> **Task description**: Can you give every line of the data below as a numbered list, with blank lines dropped and the pictures left out?

## START Provided entries

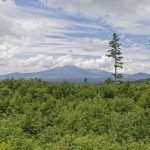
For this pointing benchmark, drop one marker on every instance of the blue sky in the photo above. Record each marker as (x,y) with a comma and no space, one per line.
(41,34)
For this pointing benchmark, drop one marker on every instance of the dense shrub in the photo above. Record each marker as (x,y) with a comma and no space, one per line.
(38,115)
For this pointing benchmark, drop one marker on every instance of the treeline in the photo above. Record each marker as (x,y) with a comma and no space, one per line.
(38,115)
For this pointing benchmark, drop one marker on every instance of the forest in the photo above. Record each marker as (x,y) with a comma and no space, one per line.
(40,115)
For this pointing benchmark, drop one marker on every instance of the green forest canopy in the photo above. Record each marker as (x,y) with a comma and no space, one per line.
(38,115)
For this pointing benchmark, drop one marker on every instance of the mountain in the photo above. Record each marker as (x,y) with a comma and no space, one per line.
(137,76)
(72,73)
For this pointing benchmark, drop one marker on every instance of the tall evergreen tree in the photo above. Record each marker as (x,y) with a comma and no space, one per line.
(115,53)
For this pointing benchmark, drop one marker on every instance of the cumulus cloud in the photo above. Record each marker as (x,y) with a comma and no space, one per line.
(130,16)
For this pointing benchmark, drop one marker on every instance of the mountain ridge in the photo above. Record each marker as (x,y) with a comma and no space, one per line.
(72,73)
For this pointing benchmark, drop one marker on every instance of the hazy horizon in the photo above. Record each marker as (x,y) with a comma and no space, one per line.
(37,35)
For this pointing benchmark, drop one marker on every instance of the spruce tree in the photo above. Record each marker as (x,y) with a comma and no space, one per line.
(115,53)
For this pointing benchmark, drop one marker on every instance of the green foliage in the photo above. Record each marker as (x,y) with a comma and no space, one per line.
(38,115)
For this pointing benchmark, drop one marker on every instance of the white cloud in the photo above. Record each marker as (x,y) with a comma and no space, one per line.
(129,16)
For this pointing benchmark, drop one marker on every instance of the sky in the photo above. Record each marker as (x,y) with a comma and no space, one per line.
(37,35)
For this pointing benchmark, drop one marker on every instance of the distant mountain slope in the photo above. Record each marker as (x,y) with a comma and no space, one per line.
(72,73)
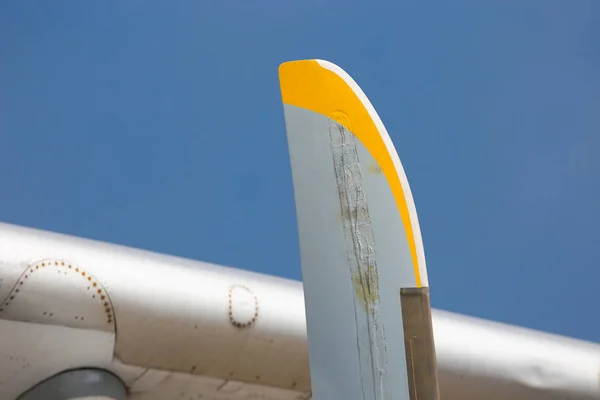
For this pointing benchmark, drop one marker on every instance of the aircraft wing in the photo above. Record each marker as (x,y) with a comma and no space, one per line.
(169,328)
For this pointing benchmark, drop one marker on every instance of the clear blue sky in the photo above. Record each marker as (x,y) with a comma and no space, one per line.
(159,126)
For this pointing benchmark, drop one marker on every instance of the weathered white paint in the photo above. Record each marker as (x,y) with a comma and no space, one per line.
(175,339)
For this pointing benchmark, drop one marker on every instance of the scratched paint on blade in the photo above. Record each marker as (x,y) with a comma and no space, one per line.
(360,248)
(366,287)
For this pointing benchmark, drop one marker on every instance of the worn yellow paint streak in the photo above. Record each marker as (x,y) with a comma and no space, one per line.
(366,287)
(309,85)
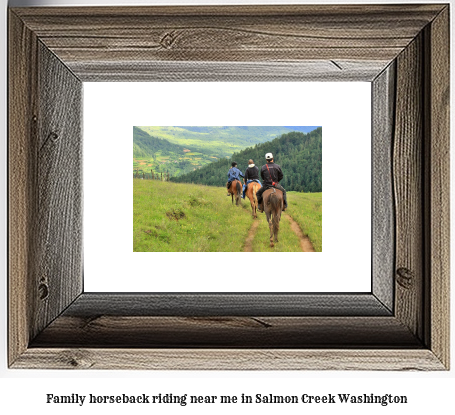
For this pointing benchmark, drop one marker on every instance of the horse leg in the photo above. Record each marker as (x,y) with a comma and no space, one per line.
(270,221)
(276,225)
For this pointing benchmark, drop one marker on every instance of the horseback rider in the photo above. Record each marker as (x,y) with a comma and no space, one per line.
(233,174)
(251,174)
(271,174)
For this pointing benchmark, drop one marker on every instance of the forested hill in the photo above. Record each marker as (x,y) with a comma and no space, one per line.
(298,154)
(218,141)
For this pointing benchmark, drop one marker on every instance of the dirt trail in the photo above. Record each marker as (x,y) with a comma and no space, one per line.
(250,237)
(305,242)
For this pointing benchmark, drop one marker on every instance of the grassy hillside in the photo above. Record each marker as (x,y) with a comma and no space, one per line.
(173,217)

## END Provided entries

> **Result of this exercise**:
1. For this pointing benchmark, drop one marker on every instance of the blue sky in the photo above. Record each marker as (x,y) with a comma and no space, one per line.
2. (41,34)
3. For this pointing benchmark, drop one marker on every instance of the dense shrub in the photo above. Record each marker as (x,y) with a comma and no space, one per line.
4. (38,115)
5. For this pointing benchmark, drop one marker on every instance of the treeline in the photo above. Record each marker as (x,y) with a comma and no space, one per line.
6. (38,115)
7. For this pointing benchmark, drop one marker on every instance of the forest in the photo above. Record each marker as (x,y) with a comma and no space, one per line.
8. (40,115)
9. For this pointing benchmark, drop one marker on every instance of the green forest canopy in the photo above. Record each marker as (x,y) with a comma and no space, one per line.
10. (38,115)
11. For this pointing benchmark, drop one marker on every instance of the mountain in the photo above. Record each marker as (x,y) with a comma and no space, one per line.
12. (137,76)
13. (72,73)
14. For this pointing benchmark, drop one marker on every instance of the tall evergreen tree in the photo above. Record each marker as (x,y) with a comma and no space, one per line.
15. (115,53)
16. For this pointing benchmark, drop one marker on every instance of the cumulus cloud in the photo above. Record each marker as (x,y) with a comma and no space, one per line.
17. (130,16)
18. For this pointing benchmark, drop one marker on every instance of the mountain ridge in the photo above. Record each marker as (x,y) with a comma and no space, one per line.
19. (72,73)
20. For this pointing benchmark, drop one marker on every instance of the hazy horizon in the photo above. Record each marker as (x,y) with a comma and no space, one per line.
21. (37,35)
22. For this pointing benchmark, drop one marker on every instance of the spruce tree in the photo above. Record each marker as (x,y) with a comma and no space, one per line.
23. (115,53)
24. For this pointing benchmark, drop one marker on every instance of the green foliage in the photo above. Record each marker as (x,y) with a comma and no space, one per line.
25. (38,115)
26. For this pointing benchmark, drop one marker on every instance of the white cloud in the photo above. Record each marker as (x,y) with a comma and no space, one per line.
27. (129,16)
28. For this pointing benchmark, drop one marker on every instance of the sky in the photo above. Record each marker as (x,y) with a comma and no space, one per line.
29. (37,35)
30. For this pointing benchmark, drop one marker on every instance of the distant mountain slope in the photo above. Record each marker as (x,y) with a comma and no space, one per line.
31. (72,73)
32. For this pointing benchmark, drop one marker on every instance of the aircraft wing in the photo above. Record each marker as (x,y) with a comma and no space, one per line.
33. (169,328)
34. For this pointing benchmark, drop one marker on every instance of the clear blue sky in the photo above. Record each marker as (x,y) with a comma and no space, one per line.
35. (159,126)
36. For this pointing benchmark, drop one marker on every instance of the weathered white paint in the photo above. Record each marker as (x,y) with a comma and no space, one per line.
37. (175,339)
38. For this pointing benchmark, drop one marker on every instance of the scratched paint on blade in the photo above. Record each marker as (x,y) with a comma and no space, one per line.
39. (360,248)
40. (366,287)
41. For this pointing benchmark, drop one marker on every instance of the worn yellow paint streak in the photo above. Record each marker as (x,y) with a comma and no space, one per line.
42. (366,287)
43. (309,85)
44. For this pointing benchmark, drop one marker on every instance of the horse leg in the photo above. Record each marker as (x,y) with a comma and no space, one per line.
45. (270,221)
46. (276,225)
47. For this pointing benchmark, drop one marker on every instance of the horseback rider in the photo above. Record each marker as (x,y) with a comma and no space, one per line.
48. (233,174)
49. (251,174)
50. (271,174)
51. For this pointing benchmark, drop one marker on every instance of the forested hill in the photo above. Record each marker as (x,y) with a comma and no space, one per line.
52. (298,154)
53. (218,141)
54. For this pointing benchmark, drop one marker on every instance of the dirt trail in the photo above. Record each marker as (x,y) with a comma and no space, one per line.
55. (250,237)
56. (305,242)
57. For this pointing benchmark, drop one marker on every instance of the grassy hillside in the photo above. Record each marker as (x,y) with a comma and no space, one per line.
58. (173,217)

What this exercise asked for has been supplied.